WHAT THE EXERCISE ASKS: Please copy every line below that contains the string "towel".

DATA RECORDS:
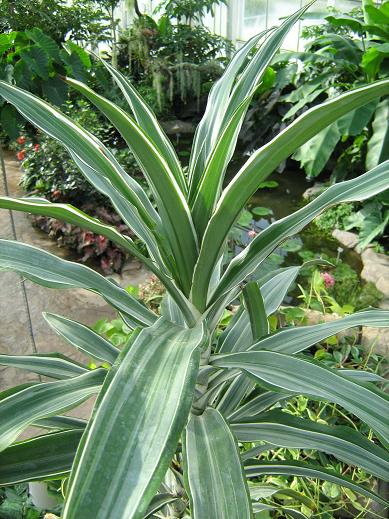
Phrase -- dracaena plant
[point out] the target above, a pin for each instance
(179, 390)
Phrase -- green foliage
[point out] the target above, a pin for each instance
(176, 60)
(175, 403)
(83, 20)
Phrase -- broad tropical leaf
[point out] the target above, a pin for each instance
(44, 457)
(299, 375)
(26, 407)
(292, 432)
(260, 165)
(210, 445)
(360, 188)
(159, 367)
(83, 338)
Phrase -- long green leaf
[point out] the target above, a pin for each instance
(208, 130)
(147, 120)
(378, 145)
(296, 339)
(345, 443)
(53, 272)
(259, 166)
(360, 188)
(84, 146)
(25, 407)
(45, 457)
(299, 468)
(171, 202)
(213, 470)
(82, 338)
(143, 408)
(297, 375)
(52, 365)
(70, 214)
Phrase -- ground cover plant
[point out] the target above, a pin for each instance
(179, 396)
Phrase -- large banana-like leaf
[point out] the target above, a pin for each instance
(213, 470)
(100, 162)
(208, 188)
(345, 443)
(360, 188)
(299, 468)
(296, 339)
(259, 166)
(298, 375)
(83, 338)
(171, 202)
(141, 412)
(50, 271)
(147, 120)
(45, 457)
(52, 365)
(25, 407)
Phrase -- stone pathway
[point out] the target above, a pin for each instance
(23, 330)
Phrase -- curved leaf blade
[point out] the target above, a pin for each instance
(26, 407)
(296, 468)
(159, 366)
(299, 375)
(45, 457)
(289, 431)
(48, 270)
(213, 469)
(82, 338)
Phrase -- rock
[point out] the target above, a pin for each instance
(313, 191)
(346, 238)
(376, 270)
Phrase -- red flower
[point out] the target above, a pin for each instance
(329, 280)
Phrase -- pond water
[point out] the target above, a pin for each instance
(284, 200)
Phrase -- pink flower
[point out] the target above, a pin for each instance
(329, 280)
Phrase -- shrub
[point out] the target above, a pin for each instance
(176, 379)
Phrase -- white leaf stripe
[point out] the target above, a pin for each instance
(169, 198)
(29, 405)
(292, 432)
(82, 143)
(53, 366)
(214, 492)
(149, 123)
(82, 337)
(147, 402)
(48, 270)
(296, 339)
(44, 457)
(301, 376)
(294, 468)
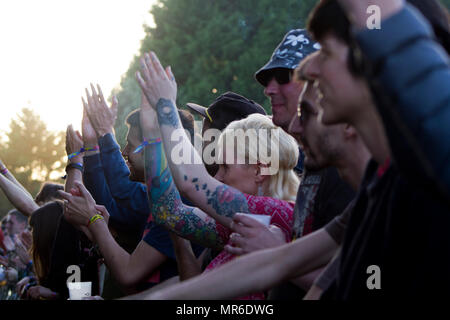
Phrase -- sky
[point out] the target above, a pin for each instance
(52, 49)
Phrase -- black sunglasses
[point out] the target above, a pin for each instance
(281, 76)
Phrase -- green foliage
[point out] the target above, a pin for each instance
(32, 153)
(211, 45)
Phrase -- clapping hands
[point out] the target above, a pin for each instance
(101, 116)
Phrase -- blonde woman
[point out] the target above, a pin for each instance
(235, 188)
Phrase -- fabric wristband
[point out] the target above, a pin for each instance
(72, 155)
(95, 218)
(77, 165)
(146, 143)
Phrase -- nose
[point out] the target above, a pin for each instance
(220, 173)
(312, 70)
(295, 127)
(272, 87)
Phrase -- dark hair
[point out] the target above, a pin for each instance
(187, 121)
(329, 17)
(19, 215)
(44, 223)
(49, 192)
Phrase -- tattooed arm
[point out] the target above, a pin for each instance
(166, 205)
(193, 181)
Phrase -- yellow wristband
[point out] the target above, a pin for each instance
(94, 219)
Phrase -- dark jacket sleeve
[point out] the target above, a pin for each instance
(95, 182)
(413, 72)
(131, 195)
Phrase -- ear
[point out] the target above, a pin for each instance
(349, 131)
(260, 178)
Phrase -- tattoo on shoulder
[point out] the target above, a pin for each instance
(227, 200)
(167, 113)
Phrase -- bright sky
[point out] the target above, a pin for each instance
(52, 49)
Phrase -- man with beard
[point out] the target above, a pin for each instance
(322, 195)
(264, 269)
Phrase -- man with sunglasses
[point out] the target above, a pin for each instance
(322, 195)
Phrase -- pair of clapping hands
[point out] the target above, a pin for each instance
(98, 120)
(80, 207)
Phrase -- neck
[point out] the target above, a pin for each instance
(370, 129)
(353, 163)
==
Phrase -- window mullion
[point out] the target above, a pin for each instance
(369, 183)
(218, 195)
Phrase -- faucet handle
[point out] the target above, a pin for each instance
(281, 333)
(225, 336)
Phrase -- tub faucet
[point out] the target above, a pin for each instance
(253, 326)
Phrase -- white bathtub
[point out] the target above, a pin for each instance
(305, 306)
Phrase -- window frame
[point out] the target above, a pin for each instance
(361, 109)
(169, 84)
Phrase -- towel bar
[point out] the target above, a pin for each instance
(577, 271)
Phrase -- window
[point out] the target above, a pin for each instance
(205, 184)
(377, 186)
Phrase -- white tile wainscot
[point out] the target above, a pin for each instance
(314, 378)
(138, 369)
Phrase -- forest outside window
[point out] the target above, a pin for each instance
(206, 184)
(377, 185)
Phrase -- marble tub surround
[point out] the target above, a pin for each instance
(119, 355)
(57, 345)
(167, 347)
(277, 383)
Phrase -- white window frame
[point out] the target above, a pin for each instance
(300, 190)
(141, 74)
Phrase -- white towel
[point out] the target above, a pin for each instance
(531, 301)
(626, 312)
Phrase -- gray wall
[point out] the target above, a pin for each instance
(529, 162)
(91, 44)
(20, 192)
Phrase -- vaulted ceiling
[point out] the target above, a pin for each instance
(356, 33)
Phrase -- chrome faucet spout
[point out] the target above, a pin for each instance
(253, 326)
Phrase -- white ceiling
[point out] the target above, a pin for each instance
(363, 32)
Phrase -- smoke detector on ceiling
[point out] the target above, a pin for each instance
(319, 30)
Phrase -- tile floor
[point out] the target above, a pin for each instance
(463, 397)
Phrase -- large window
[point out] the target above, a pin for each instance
* * *
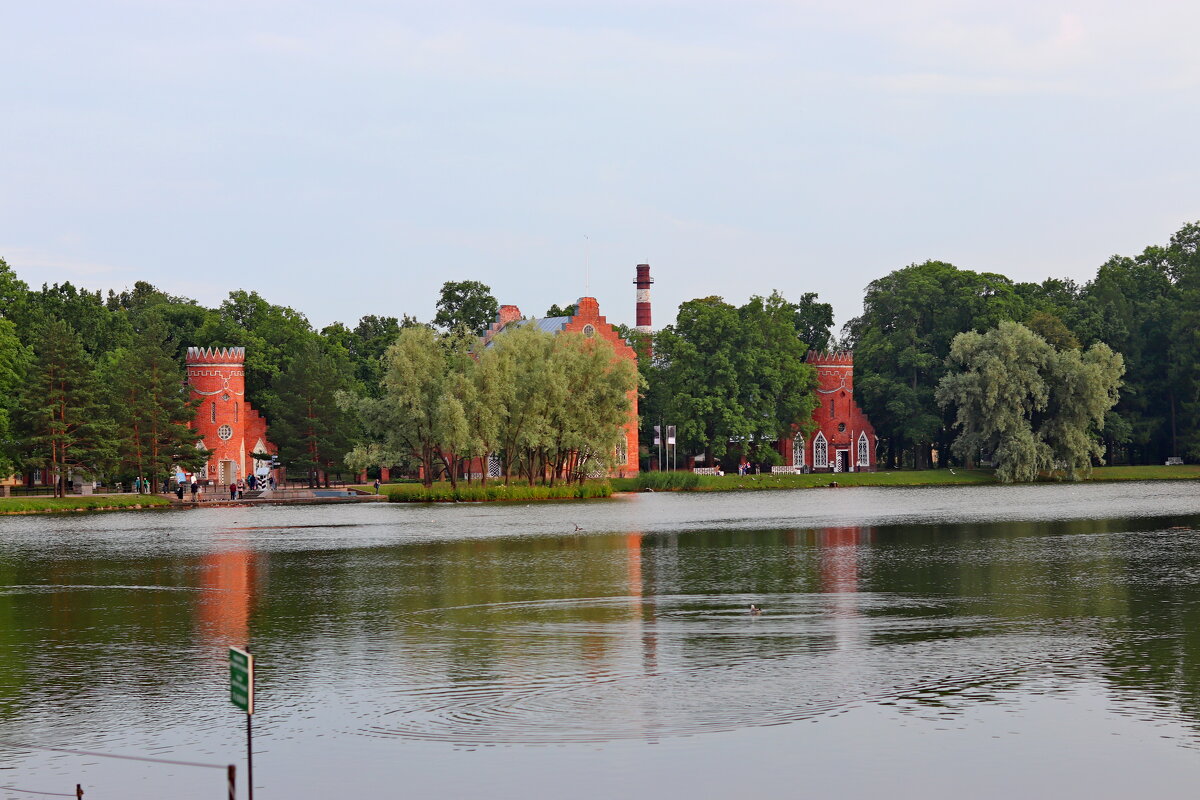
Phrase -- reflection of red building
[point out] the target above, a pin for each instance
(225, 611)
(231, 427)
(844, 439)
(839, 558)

RESULT:
Phrase -- towel bar
Phrase -- white towel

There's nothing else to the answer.